* **Work to complete**:
Without skipping any entry, transcribe the data word for word.

>>>

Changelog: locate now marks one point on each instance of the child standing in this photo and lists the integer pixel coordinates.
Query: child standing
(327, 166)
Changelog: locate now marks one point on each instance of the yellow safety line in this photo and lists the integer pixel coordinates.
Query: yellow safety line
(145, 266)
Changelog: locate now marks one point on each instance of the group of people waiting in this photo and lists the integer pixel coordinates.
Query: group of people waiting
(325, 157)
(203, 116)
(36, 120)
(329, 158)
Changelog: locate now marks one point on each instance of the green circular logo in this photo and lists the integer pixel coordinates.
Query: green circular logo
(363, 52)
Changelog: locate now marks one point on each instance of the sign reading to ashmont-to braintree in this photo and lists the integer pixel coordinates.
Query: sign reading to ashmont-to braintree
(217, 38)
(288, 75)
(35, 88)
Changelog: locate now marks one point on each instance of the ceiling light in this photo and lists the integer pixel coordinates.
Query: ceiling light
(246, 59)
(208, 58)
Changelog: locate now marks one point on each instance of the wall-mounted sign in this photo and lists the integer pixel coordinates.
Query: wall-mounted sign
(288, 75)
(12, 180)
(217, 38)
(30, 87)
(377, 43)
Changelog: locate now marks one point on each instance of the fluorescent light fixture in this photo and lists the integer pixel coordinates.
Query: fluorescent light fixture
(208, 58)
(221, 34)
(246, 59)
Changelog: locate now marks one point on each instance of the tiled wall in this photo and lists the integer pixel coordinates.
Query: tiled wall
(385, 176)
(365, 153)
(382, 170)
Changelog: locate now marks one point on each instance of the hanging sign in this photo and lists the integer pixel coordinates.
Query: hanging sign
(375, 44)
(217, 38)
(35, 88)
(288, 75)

<<<

* **Response for this exercise**:
Changelog: locate now marks one point on each instance of the child standing in this photo and lists the integer pixel coordinates.
Query: child standing
(327, 166)
Changelog: locate now marks one point on each instance of the yellow safety line in this photo and lists the integer pixel coordinates.
Query: yellow safety line
(145, 266)
Changelog: locate now marks one point on each instance of the group of people waiting in this photo and lists the integer pixel coordinates.
Query: group of people waiting
(325, 157)
(203, 116)
(36, 120)
(329, 158)
Changelog: locate now marks one point on each instance of the green circular logo in this photo and lists the integer pixel coordinates.
Query: green circular logo
(363, 52)
Changelog: locate now marks one point on each instance of the sign reading to ashmont-to braintree in this photo and lists the integer pixel coordinates.
Query: sign reading to ashmont-to braintree
(217, 38)
(288, 75)
(35, 88)
Changelog: locate now marks one point on each instance of the ceiling light in this photo and lists the integer pixel coordinates.
Query: ceiling light
(246, 59)
(208, 58)
Changelog: locate now marks one point on each instance of the wall-mounted sign in this photo and lists the integer pixel coordinates.
Query: wall-mounted sign
(288, 75)
(12, 180)
(217, 38)
(30, 87)
(377, 43)
Changelog: locate now marks one point on each instance of the fluorescent light fixture in this photo and lists the integer pixel coordinates.
Query: fluorescent light fixture
(208, 58)
(221, 34)
(246, 59)
Changelog: locate now marks one point on each instance of the tiled wall in this photo and lists the integer pixel coordinates.
Query: tiled wall
(385, 176)
(365, 153)
(382, 170)
Changelog: locate now marks one point on each instance of the hanging sign in this photo and lists the integer pixel coordinates.
Query: hanging sign
(375, 44)
(217, 38)
(35, 88)
(288, 75)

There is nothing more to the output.